Le 16/06/2016 à 12h00

Ces élections constituent un échec pour la société espagnole. Elles montrent son incapacité à produire une entente par le dialogue. La situation du pays requiert des alliances, des coalitions. La sortie de la crise politique est indispensable à la relance économique et l’unité territoriale de l’Espagne.

Le débat télévisé rassemblant, lundi soir, les quatre candidats à la présidence Mariano Rajoy (PP), Pedro Sanchez (PSOE), Pedro Iglesias (Podemos Unidos) et Albert Rivera (Ciudadanos), témoigne de l’atomisation du champ politique. En particulier de la gauche. Les positions et les discours des élites perdent ainsi de leur capacité à convaincre une rue lassée par une situation où personne ne semble sortir vainqueur des urnes pour diriger le pays. L’électeur se présentera aux urnes avec la détermination de voter utile en choisissant la formation capable d’émerger du lot.

La tendance a été confirmée par le débat télévisé qui est passé presque inaperçu. Les sondages montrent le recul du PSOE et de Ciudadanos. Paradoxalement, ce sont ces deux partis qui ont tenté en vain de former un gouvernement. Le PSOE perdrait dix sièges et plus de 550.000 votants, et Ciudadanos, de son côté, un siège et presque 100.000 votants.

Podemos Unidos, issue de l´alliance de Podemos et Izquierda Unida, communiste, marque une avancée palpable. Ce parti recueillerait 24,5% des intentions de vote, qui vont lui permettre de dépasser le PSOE de presque quatre points.

Cette alliance social-démocrate renouvelée sera la deuxième force politique du pays. Elle se situe à trois points au-dessous du PP (29,5%). Le PP se maintiendrait comme le premier parti espagnol à l’issue des élections. Mais rien n'est joué tant que l’on ne connaît pas le vote des 32% d’indécis. C´est cette tranche de la population qui sera le vrai protagoniste des élections et qui risque de faire la différence.

La configuration politique de l’Espagne pour les quatre années à venir se joue autour d´un peu plus d´un million de votes qui séparent Mariano Rajoy et Pablo Iglesias. Il reste à savoir si ce dernier saura convaincre les déçus de la droitisation - selon eux - du socialisme. L’arme de Pablo Iglesias est la critique de la «vielle social-démocratie», pour avoir rejeté toute alternative face au libéralisme économique. Pour cela, Il a donné davantage de réalisme à son discours, en se présentant comme le leader des nouveaux sociaux-démocrates.

Pour récupérer les électeurs désenchantés, Mariano Rajoy, favori, se présente comme le bouclier contre les extrémismes et prie pour que l'abstention à gauche s’accroisse davantage.

Malgré sa déroute, le PSOE, à côté de Ciudadanos, sera un parti clef dans les pactes postélectoraux. De lui dépendra l´éventualité d’un gouvernement de gauche, intégrant Podemos, PSOE et Izquierda Unida, mené par Pablo Iglesias, ou un gouvernement de droite, formé par le PP, PSOE et Ciudadanos, mené par Rajoy. Quoi qu´il fasse, le parti socialiste espagnol est dans un sale pétrin. Sans exagération, il joue sa survie, et très dur sera le choix entre une coalition où il ne tiendra pas les rênes et une opposition où sa voix ne sera pas crédible.

L’espace politique en Espagne est morcelée. Il a donné naissance à de nouvelles formations politiques et de nouvelles alliances. Cependant, il a créé aussi de nouveaux mécanismes de gouvernance, de communication et de projection, rompant avec le fait politique classique. Il n’y a plus de parti fort. Et diriger un pays dépend de la capacité à négocier et à s’allier avec des formations politiques qui ne sont pas forcément du même bord. C’est peut-être cela la principale leçon à retenir des élections espagnoles.

**Énoncé de l'exercice**
D'après les sondages cités dans l'extrait sur les élections espagnoles, combien de sièges et de votants le PSOE perdrait-il ?

**Données fournies**
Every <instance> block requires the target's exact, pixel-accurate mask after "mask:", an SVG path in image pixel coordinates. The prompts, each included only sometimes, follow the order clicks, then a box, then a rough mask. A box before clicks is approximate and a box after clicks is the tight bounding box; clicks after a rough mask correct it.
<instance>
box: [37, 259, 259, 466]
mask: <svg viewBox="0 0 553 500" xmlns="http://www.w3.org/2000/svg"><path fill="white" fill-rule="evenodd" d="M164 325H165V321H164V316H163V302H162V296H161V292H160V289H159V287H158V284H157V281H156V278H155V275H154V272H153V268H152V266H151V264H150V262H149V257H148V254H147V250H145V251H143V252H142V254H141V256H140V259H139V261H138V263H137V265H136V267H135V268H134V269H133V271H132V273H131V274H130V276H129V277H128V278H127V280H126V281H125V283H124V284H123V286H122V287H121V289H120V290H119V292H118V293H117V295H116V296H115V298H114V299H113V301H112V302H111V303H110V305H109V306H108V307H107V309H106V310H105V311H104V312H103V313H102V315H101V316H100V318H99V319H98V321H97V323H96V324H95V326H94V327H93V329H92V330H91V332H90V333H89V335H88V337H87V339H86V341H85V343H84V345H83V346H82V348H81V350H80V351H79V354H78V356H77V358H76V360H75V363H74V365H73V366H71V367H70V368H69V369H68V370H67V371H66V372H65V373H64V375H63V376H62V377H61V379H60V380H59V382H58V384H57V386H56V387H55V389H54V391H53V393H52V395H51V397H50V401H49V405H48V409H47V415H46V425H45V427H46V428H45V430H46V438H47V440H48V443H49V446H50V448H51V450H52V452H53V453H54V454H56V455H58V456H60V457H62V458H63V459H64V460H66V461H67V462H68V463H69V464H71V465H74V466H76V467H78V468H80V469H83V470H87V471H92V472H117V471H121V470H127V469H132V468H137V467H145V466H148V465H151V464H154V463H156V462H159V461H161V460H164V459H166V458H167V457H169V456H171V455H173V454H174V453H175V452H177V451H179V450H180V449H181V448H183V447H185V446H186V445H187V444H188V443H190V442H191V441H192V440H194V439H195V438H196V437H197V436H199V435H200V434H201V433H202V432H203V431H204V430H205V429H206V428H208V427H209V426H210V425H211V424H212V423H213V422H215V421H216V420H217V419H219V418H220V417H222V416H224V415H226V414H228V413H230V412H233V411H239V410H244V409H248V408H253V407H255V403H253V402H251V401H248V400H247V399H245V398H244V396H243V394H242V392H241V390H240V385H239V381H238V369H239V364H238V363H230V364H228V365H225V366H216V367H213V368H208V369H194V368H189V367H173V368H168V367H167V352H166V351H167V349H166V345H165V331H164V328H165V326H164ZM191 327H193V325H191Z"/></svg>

**Zone de réponse**
Dix sièges et plus de 550.000 votants.